What to produce: Identify every line in the items below that contains the string “curved”, treating uppercase and lowercase letters as different, and copy each such line.

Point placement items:
------------------------------------------------------------------------
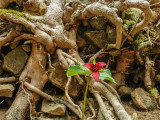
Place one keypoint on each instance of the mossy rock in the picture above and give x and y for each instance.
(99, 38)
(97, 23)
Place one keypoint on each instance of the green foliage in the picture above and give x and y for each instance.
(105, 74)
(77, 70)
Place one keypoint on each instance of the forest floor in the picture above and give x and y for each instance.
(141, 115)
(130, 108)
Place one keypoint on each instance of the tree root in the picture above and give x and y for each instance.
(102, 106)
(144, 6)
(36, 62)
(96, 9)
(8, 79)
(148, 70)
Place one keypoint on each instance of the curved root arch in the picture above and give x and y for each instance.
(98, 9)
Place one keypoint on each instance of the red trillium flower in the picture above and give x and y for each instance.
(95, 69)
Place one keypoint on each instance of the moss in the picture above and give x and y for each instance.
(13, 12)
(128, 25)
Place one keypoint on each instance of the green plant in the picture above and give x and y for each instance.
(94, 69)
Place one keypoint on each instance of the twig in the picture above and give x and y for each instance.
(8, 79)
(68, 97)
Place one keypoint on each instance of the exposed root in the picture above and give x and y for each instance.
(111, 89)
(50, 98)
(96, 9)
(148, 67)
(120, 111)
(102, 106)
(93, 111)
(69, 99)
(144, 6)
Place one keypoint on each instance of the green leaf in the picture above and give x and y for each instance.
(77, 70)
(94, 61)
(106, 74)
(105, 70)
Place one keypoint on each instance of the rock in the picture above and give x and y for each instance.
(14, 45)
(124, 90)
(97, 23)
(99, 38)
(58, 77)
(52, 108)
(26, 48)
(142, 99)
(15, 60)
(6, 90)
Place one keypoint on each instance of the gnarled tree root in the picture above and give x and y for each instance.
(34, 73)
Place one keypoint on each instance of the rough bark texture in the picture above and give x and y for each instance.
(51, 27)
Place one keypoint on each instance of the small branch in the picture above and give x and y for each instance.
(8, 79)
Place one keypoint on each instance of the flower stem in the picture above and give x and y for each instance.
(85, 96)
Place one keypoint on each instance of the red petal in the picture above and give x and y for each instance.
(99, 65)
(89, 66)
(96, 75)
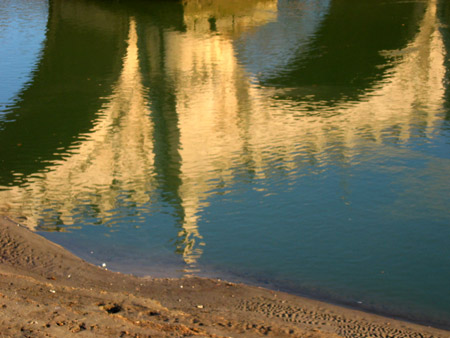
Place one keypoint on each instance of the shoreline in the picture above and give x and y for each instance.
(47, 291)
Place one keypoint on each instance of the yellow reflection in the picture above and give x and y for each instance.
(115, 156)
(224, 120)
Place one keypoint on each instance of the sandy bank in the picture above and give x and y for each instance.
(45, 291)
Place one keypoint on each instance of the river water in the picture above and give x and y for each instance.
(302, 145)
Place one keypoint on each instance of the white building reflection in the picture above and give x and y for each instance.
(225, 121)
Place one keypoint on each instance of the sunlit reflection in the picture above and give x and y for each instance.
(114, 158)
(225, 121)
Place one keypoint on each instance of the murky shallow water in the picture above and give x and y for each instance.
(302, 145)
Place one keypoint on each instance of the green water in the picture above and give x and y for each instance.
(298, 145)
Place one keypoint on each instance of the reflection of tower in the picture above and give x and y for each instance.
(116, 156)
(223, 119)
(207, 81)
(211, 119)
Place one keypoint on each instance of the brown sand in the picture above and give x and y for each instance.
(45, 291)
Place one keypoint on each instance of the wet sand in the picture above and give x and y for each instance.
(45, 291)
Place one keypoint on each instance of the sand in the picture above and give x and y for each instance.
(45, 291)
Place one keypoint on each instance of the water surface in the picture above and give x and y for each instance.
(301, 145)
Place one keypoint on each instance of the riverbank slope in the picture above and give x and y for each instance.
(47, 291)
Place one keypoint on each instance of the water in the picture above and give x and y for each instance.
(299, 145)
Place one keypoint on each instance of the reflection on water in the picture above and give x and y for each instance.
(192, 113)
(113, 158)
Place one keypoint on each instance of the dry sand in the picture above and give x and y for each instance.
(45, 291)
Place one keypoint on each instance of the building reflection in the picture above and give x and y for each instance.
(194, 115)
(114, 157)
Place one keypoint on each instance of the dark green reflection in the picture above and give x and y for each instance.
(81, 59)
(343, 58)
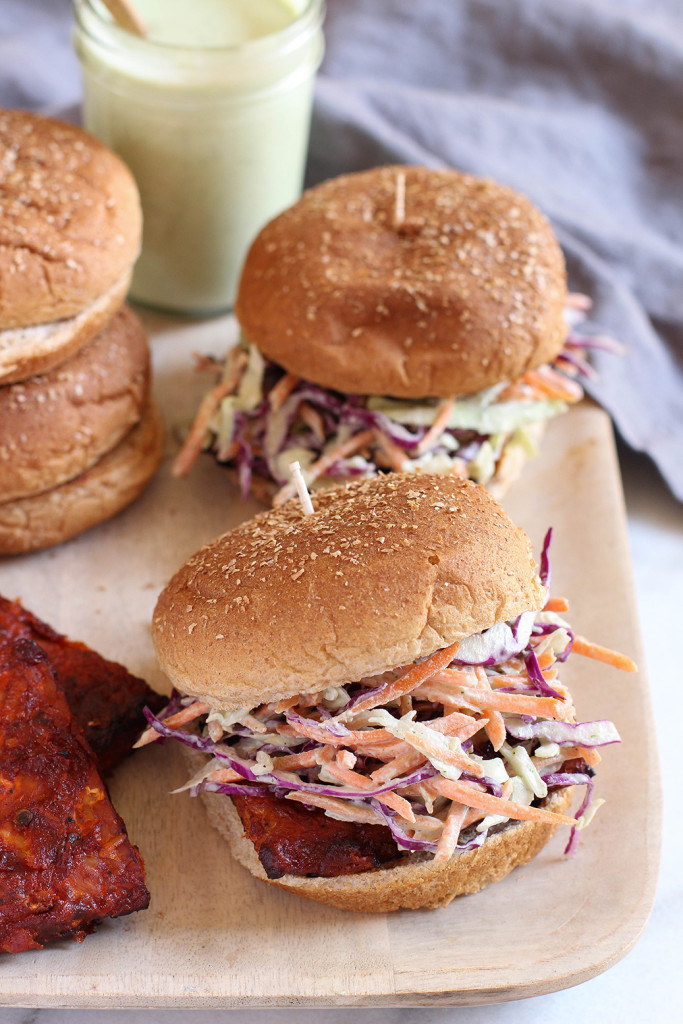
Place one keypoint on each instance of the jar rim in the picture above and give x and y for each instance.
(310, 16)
------------------------------------------------------------------------
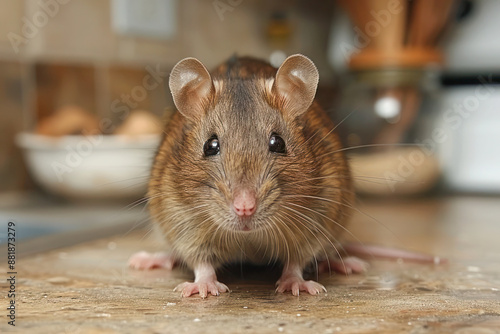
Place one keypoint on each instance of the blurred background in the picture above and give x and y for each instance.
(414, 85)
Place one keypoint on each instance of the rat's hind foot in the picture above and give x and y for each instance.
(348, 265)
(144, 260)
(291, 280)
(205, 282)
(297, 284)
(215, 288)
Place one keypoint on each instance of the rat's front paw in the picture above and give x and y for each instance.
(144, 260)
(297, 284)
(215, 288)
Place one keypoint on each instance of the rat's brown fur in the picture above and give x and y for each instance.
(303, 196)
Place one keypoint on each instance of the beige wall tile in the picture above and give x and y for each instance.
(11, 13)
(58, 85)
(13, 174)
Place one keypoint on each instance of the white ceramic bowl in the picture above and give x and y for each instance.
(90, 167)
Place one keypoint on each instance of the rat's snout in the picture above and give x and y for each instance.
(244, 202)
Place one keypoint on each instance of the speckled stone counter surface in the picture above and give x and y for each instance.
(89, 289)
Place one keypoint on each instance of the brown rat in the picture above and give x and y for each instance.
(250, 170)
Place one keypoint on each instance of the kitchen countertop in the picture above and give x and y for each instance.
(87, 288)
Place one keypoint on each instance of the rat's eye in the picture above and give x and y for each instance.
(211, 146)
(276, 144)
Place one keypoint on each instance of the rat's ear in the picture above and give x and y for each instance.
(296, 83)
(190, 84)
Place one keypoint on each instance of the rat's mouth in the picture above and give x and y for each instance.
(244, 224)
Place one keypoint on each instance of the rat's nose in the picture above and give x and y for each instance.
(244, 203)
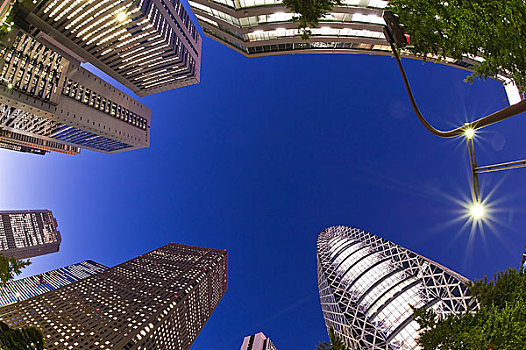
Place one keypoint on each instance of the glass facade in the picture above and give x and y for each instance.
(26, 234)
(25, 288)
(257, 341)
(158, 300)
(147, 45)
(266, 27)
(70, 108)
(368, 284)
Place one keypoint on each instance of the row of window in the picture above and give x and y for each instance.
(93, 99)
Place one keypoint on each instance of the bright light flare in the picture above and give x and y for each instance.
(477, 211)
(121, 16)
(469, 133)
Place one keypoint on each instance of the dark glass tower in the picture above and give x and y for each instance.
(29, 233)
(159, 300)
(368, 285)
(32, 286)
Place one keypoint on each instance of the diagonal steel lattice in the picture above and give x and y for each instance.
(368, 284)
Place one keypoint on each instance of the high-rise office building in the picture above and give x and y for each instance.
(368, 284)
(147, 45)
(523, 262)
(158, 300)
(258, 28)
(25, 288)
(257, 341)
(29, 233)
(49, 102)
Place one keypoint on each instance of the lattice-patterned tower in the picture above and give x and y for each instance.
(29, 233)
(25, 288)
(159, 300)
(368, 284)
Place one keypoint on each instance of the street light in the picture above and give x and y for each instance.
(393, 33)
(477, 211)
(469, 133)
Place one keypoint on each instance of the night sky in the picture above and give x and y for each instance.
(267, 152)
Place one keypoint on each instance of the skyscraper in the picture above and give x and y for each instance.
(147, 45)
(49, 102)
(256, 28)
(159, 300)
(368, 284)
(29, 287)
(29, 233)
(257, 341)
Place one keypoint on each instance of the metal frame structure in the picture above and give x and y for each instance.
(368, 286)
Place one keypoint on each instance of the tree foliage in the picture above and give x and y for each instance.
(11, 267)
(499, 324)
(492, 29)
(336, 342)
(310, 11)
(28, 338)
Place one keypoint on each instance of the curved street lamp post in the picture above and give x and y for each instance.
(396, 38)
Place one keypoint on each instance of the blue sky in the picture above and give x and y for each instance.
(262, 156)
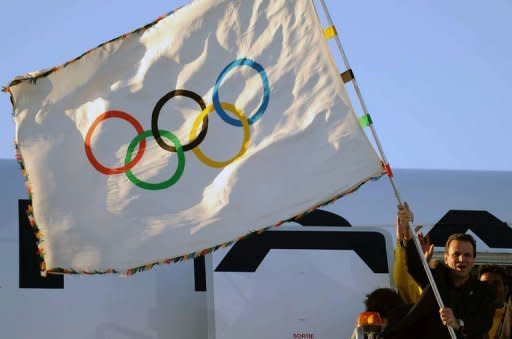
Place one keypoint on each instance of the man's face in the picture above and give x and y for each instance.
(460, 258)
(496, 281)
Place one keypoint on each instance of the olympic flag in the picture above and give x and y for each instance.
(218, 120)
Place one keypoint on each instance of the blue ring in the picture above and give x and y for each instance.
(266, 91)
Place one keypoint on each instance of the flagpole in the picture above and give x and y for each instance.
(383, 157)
------------------------------------------------------------------------
Task solution:
Place one keypoint on each instance of the curved root arch in the picture above and give x and y for each instance.
Place one keypoint on each instance of the curved street lamp post in the picture above and give x and y for each instance.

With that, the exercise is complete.